Task requirements: Between the line containing "the ice skate" and the line containing "hockey stick shaft" lies a run of lines; give that run again exactly, with both of those lines, and nothing else from the entries below.

____

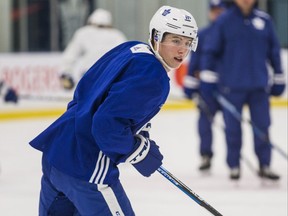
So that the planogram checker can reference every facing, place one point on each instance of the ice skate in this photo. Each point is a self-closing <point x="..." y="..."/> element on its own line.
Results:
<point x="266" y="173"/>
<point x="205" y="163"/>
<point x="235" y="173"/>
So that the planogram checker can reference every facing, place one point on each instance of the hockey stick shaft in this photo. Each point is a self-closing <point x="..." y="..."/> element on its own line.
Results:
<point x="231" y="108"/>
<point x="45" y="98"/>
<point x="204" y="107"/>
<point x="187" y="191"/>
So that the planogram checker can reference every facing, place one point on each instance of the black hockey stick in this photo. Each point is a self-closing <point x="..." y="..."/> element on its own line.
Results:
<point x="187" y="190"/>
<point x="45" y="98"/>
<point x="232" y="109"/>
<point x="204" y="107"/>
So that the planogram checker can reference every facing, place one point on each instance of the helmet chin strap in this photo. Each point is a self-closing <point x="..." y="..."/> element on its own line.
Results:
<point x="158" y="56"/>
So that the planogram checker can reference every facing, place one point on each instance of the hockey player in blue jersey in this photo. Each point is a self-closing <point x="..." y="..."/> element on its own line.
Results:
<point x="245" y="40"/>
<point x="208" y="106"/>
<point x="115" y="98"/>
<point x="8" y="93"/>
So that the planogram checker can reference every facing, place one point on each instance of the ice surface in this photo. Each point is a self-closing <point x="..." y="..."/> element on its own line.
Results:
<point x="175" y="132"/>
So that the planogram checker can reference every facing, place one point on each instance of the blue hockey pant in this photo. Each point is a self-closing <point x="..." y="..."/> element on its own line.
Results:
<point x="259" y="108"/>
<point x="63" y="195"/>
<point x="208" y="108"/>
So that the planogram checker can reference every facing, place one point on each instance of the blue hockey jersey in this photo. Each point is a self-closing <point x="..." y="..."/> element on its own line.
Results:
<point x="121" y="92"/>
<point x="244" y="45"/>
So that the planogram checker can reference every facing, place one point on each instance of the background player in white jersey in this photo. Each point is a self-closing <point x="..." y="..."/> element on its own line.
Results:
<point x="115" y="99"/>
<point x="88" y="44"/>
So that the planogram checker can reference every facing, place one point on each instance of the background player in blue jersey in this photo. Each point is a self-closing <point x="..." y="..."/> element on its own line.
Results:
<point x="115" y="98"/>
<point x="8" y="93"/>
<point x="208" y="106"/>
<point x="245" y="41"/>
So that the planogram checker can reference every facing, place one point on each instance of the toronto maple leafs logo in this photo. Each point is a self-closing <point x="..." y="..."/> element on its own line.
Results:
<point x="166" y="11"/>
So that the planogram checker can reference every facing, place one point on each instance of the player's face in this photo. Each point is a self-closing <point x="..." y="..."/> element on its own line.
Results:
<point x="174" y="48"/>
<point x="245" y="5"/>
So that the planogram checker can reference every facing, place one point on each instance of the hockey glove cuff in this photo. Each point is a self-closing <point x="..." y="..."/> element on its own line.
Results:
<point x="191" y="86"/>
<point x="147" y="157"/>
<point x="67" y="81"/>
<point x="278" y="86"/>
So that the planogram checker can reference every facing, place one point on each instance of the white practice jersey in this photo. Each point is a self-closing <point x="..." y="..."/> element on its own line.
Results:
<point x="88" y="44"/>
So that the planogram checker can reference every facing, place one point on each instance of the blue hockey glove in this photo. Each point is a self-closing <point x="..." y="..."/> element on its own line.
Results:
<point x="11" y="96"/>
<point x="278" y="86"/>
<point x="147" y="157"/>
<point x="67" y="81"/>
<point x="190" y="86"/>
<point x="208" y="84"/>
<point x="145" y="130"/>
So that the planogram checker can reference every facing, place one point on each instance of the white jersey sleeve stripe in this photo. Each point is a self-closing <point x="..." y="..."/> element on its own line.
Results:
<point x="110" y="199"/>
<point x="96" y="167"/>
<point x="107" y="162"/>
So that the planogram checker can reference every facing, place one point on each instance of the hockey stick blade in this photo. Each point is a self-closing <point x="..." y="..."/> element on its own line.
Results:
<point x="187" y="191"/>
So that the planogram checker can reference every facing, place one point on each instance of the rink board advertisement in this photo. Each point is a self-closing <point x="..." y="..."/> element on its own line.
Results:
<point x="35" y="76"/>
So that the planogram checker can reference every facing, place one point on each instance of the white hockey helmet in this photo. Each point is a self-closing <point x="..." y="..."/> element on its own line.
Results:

____

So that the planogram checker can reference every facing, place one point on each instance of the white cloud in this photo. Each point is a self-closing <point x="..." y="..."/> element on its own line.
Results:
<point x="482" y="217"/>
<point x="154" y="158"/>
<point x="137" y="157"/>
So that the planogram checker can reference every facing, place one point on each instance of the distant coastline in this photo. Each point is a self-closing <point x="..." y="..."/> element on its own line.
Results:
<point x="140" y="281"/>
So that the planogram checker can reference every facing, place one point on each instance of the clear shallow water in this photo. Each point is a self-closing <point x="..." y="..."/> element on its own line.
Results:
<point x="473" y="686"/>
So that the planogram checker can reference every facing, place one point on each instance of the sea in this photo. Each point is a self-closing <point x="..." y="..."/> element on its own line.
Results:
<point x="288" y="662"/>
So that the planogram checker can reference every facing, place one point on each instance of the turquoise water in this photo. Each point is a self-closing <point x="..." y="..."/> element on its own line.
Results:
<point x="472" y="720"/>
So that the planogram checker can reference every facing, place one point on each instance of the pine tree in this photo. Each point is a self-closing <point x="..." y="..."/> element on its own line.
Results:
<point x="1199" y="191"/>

____

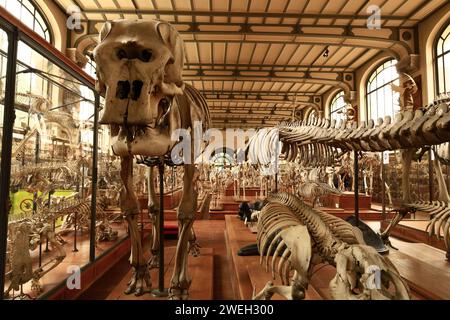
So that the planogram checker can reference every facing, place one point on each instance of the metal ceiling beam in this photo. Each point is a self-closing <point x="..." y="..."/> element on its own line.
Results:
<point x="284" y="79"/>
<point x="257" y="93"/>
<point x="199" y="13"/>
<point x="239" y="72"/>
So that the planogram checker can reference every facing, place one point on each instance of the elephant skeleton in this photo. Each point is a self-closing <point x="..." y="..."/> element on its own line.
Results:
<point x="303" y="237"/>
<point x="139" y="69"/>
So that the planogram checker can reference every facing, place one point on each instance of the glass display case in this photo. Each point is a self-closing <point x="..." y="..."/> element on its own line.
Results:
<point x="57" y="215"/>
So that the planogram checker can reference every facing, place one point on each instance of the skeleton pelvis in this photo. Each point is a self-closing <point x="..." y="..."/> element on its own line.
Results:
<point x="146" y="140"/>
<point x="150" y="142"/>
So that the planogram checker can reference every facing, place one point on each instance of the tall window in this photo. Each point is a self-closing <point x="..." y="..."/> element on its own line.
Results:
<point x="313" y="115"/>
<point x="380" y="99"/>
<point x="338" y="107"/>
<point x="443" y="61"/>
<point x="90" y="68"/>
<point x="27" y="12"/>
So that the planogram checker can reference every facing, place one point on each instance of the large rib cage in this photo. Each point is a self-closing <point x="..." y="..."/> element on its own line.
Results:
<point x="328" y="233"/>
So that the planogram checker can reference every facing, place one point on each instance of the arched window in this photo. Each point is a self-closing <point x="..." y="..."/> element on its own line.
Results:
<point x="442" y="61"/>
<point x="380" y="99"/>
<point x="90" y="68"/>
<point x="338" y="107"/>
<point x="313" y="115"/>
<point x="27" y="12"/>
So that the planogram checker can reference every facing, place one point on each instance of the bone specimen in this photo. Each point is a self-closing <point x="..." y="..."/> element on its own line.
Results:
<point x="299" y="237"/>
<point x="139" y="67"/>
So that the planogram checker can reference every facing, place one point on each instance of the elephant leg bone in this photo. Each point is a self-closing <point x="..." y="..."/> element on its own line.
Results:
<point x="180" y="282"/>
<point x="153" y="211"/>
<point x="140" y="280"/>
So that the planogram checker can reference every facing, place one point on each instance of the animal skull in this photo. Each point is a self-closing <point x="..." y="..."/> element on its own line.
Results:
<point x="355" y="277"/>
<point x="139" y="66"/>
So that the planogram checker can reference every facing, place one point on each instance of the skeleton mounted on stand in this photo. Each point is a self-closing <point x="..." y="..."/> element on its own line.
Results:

____

Written answer:
So that the planogram checker can reference every facing, place one point on each instance of the ice skate in this photo. Each point is a self-closing <point x="..." y="..."/> element on its own line.
Results:
<point x="266" y="173"/>
<point x="205" y="163"/>
<point x="235" y="173"/>
So that the planogram checker can reference every facing, place one point on each instance of the hockey stick shaft in this photo. Each point is a self-closing <point x="..." y="..."/> element on its own line.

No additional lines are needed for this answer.